BEGIN Source text

1. Dow set to plunge at open after Tuesday’s rebound
U.S. stock futures hit their 5% “limit down” levels, meaning they can’t trade any lower in Wednesday’s premarket. However, the exchange-traded funds that track the Dow Jones Industrial Average, S&P 500 and Nasdaq, which have no such curbs, were more than 6% lower. Another volatile night and early morning in the futures comes one day after Wall Street rebounded from its worst day in more than three decades on hopes around Trump administration plans to inject $1 trillion into the U.S. economy to cushion the fallout the coronavirus crisis.
As of Tuesday’s close, the Dow was off 28% from its Feb. 12 record high, and the S&P 500 and Nasdaq down 25% from their Feb. 19 peaks. All three indexes were firmly in bear markets as defined by declines of at least 20% from recent 52-week highs. During regular trading, a 7% drop in the S&P 500 would trigger a 15 minute pause, the first of three levels of “circuit breakers” designed to ensure orderly down drafts.
2. White House pushes $1 trillion coronavirus stimulus
Steven Mnuchin, U.S. Treasury secretary, right, speaks beside U.S. President Donald Trump during a Coronavirus Task Force news conference in the briefing room of the White House in Washington, D.C., U.S., on Tuesday, March 17, 2020.

END Source text
BEGIN Provided records

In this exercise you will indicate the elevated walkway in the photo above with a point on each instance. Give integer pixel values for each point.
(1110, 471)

END Provided records
BEGIN Provided records

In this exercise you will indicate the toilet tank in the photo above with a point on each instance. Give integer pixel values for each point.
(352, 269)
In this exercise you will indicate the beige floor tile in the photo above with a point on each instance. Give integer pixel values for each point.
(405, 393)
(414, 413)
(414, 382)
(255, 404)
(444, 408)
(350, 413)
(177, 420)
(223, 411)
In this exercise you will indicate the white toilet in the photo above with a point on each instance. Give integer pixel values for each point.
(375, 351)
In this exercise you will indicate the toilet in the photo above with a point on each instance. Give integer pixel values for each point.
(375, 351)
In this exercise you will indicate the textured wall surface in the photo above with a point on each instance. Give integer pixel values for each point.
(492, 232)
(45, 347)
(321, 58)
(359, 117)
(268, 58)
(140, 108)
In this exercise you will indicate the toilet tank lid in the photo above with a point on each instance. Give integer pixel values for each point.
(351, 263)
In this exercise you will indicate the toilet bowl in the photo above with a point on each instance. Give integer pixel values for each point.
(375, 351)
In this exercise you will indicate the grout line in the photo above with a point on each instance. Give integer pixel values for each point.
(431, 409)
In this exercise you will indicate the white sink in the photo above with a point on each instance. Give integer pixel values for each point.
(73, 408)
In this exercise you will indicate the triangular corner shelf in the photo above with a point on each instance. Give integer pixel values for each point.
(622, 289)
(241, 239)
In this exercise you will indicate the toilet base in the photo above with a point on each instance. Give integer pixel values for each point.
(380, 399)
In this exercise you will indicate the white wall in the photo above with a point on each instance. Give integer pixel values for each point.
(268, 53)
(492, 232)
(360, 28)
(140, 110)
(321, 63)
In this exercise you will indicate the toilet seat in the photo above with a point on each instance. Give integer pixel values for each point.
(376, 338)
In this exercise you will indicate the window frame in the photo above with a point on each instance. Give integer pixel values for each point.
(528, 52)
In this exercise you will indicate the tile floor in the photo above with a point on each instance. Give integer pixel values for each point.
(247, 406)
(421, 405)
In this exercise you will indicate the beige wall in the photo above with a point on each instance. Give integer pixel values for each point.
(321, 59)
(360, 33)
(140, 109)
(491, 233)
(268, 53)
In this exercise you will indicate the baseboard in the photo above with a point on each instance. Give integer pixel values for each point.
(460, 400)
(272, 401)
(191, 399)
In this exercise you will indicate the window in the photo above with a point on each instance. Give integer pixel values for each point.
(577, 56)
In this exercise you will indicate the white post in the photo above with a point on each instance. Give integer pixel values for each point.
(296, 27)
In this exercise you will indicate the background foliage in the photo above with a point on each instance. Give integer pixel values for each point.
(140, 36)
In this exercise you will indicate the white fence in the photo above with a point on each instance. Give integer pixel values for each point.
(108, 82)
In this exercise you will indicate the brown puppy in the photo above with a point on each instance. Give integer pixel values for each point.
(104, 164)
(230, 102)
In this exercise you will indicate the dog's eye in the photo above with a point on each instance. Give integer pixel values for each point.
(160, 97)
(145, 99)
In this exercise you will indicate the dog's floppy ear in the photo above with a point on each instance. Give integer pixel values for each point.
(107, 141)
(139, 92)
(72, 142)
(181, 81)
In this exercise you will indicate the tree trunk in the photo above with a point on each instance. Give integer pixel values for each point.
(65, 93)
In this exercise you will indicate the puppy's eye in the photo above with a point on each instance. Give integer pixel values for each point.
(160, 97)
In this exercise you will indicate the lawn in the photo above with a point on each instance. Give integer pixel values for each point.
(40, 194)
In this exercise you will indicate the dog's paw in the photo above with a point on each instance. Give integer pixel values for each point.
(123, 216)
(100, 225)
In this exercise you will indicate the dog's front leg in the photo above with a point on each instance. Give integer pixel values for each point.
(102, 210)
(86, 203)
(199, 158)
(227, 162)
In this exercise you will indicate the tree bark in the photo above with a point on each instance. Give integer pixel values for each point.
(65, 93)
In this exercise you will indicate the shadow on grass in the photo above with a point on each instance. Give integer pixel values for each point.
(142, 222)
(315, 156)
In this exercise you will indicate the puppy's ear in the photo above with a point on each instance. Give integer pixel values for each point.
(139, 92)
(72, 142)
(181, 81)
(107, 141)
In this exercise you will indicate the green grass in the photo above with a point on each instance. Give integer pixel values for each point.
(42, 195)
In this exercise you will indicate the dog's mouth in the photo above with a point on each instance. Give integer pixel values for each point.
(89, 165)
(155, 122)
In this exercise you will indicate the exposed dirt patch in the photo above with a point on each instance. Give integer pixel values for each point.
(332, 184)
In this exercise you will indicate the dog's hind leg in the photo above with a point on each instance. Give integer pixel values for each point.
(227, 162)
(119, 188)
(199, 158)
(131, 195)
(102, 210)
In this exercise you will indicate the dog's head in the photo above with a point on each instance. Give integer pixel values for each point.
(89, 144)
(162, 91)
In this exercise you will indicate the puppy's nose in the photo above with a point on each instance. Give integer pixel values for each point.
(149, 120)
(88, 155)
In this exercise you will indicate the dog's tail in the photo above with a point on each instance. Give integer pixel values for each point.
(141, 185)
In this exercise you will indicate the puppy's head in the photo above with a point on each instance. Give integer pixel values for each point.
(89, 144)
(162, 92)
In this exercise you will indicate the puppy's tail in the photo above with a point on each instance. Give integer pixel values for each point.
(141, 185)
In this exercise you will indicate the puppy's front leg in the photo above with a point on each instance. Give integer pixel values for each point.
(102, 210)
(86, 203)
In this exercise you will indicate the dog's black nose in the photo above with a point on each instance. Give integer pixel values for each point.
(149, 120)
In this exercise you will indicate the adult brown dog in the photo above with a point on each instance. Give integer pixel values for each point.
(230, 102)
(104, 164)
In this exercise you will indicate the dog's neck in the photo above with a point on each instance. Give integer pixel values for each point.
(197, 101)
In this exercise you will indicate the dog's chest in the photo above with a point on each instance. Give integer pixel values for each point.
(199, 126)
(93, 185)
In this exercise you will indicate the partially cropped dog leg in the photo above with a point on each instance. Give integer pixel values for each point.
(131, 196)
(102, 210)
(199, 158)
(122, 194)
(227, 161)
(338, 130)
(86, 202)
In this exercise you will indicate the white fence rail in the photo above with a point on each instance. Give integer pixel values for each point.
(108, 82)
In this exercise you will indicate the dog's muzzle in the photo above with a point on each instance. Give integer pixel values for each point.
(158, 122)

END Provided records
BEGIN Provided records

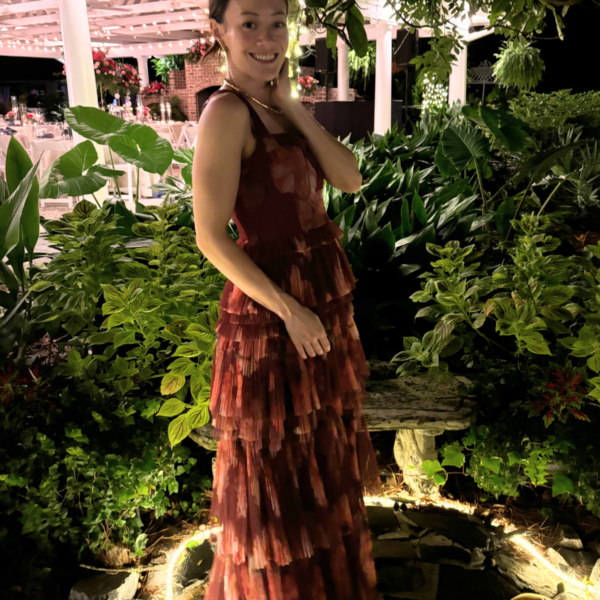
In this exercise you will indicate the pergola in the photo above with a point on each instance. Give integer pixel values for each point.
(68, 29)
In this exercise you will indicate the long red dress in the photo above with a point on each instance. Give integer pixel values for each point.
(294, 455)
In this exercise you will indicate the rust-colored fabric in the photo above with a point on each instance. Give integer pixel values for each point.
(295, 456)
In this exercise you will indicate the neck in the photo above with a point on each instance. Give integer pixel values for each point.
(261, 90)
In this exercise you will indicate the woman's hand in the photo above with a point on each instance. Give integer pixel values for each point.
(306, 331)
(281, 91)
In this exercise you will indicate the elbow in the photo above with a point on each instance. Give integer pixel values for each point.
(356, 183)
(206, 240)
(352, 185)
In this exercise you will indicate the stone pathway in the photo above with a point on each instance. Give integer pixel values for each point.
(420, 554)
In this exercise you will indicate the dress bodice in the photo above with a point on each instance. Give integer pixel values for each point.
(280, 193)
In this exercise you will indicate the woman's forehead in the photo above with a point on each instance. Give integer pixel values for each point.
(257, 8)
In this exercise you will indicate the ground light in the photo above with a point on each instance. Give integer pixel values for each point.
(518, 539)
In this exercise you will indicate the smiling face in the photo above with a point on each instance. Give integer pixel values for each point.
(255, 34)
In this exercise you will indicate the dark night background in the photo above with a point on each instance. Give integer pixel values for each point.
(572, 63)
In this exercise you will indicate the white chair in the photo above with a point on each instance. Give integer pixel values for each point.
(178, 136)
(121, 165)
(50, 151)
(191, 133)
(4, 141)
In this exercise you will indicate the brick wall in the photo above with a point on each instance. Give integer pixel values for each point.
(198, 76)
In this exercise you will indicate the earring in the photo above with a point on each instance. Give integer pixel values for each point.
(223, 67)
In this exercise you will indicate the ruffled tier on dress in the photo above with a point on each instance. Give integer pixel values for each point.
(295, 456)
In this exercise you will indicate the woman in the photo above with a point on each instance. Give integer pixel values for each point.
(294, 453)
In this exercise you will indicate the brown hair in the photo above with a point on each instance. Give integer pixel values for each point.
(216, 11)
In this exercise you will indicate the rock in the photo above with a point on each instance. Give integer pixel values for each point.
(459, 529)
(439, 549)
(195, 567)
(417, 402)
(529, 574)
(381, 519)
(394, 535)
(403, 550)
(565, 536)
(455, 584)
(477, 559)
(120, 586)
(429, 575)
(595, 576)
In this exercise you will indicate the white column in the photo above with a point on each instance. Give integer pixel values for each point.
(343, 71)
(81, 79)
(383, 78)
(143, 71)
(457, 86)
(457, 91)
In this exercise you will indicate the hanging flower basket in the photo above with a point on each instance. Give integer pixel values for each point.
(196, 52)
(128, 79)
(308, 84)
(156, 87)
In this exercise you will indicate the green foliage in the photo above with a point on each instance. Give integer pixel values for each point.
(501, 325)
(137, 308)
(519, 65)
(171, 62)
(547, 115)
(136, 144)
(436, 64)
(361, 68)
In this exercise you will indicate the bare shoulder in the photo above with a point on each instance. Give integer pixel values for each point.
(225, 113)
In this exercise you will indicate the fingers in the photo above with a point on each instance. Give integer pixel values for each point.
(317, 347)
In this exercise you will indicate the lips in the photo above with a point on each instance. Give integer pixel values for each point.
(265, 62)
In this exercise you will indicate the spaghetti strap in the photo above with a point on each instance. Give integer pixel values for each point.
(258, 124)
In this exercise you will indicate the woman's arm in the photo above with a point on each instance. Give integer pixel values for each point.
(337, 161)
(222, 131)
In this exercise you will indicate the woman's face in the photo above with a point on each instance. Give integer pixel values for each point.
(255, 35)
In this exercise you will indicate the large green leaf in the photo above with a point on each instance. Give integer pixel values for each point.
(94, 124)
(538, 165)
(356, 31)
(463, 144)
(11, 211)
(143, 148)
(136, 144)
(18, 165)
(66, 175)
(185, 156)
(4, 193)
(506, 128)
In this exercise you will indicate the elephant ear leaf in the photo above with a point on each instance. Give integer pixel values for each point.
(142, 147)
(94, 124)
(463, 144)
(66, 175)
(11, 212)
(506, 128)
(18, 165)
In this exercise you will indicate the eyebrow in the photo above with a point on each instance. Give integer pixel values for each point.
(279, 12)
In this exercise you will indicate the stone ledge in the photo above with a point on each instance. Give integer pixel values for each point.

END Provided records

## [Assignment A]
Rewrite the passage of the stock market report that begins at the words "As of Tuesday’s" and stops after the words "orderly down drafts.", changing "circuit breakers" to "trading halts".
## [Assignment B]
Pick up the stock market report after its final sentence and continue it.

## [Reply A]
As of Tuesday’s close, the Dow was off 28% from its Feb. 12 record high, and the S&P 500 and Nasdaq down 25% from their Feb. 19 peaks. All three indexes were firmly in bear markets as defined by declines of at least 20% from recent 52-week highs. During regular trading, a 7% drop in the S&P 500 would trigger a 15 minute pause, the first of three levels of “trading halts” designed to ensure orderly down drafts.

## [Reply B]
Kevin Dietsch | Bloomberg | Getty Images.
The White House is seeking a coronavirus stimulus package worth anywhere from $850 billion to more than $1 trillion, according to a source familiar with the matter. An administration official said the package could include: $500 billion to $550 billion in direct payments to Americans or tax cuts; $200 billion to $300 billion in small business assistance; and $50 billion to $100 billion in airline and industry relief. Later Tuesday, Treasury Secretary Steven Mnuchin told GOP senators that unemployment could reach 20% if Congress doesn’t enact the stimulus package, according to a person familiar with the situation.
3. Coronavirus cases now reported in every US state and DC
U.S. coronavirus cases increased to nearly 6,500 with 114 deaths, according to Johns Hopkins University data. The virus has now been detected in all 50 states and Washington, D.C. The number of actual cases in the country is likely significantly higher due to testing delays and a restrictive diagnostic criteria that limited who could get tested. Global cases topped 200,000 with 8,007 deaths and over 82,000 recoveries. Outside China, Italy has the most cases, about 31,500 and 2,503, deaths. China, where the coronavirus originated in December, reported that infections now make up fewer than half the cases around the world. China still has the most deaths at 3,241.
4. US automakers look to curtail production
An employee uses a flash grinder to smooth out the metal frame of a sports utility vehicle (SUV) on the production line at the General Motors Co. (GM) assembly plant in Arlington, Texas.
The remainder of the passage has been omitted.